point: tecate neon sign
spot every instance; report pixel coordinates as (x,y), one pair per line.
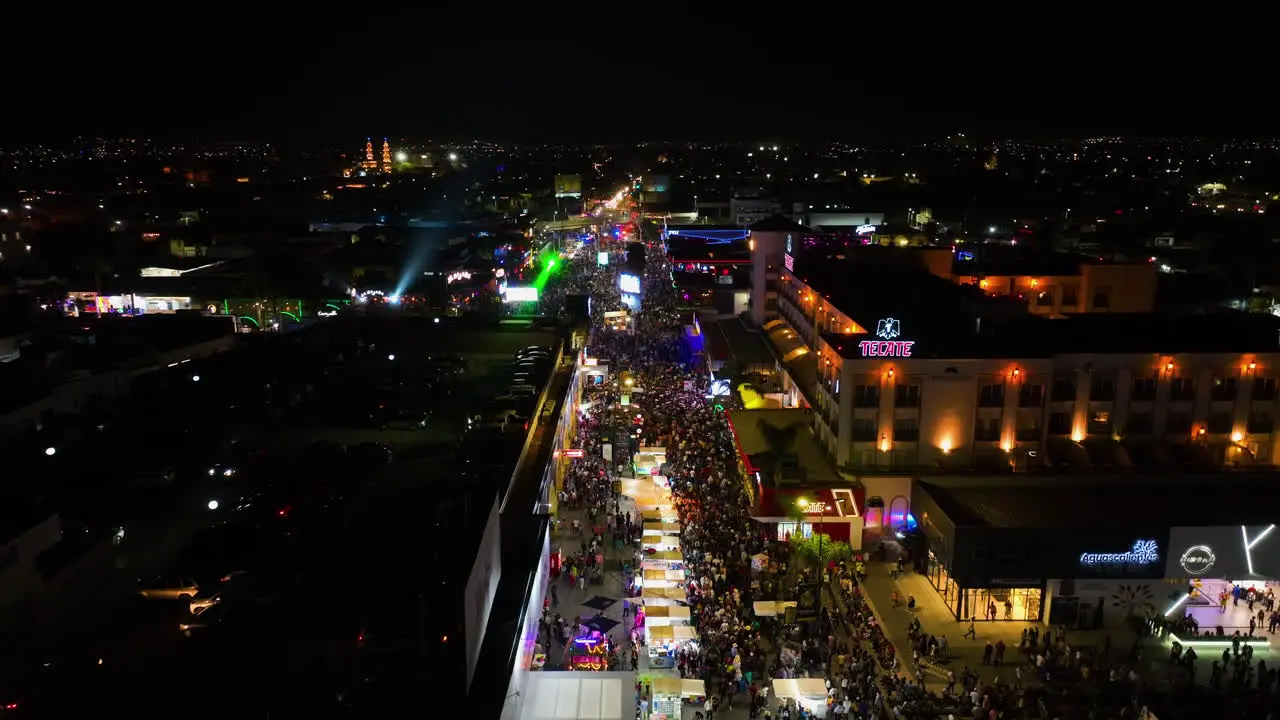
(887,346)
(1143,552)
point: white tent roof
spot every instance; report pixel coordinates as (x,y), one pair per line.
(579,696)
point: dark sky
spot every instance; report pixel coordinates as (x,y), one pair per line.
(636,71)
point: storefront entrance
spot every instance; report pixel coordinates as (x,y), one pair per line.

------------------------------------------------------------------------

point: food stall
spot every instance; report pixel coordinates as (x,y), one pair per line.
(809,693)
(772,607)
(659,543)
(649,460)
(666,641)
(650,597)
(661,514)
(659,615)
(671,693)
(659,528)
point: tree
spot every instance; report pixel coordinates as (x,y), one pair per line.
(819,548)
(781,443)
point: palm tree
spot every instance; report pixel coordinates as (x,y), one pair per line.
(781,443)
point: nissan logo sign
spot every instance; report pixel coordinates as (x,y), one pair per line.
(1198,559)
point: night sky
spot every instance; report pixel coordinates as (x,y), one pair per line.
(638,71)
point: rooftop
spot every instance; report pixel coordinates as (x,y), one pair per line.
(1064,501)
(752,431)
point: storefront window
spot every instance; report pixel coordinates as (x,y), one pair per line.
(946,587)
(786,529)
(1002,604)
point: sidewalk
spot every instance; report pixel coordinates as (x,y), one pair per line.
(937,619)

------------------------------------------------------------------------

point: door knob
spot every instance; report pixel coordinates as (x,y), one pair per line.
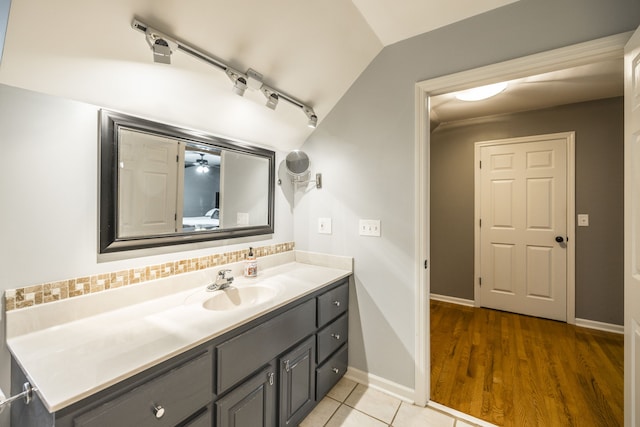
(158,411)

------------------------------------------------------------------------

● **YOUR TASK**
Collect every line in the items above that contains the string "sign" and copy each of those lines in full.

● **SOLUTION FOR THIS PROBLEM**
point: tecate neon sign
point: nissan logo sign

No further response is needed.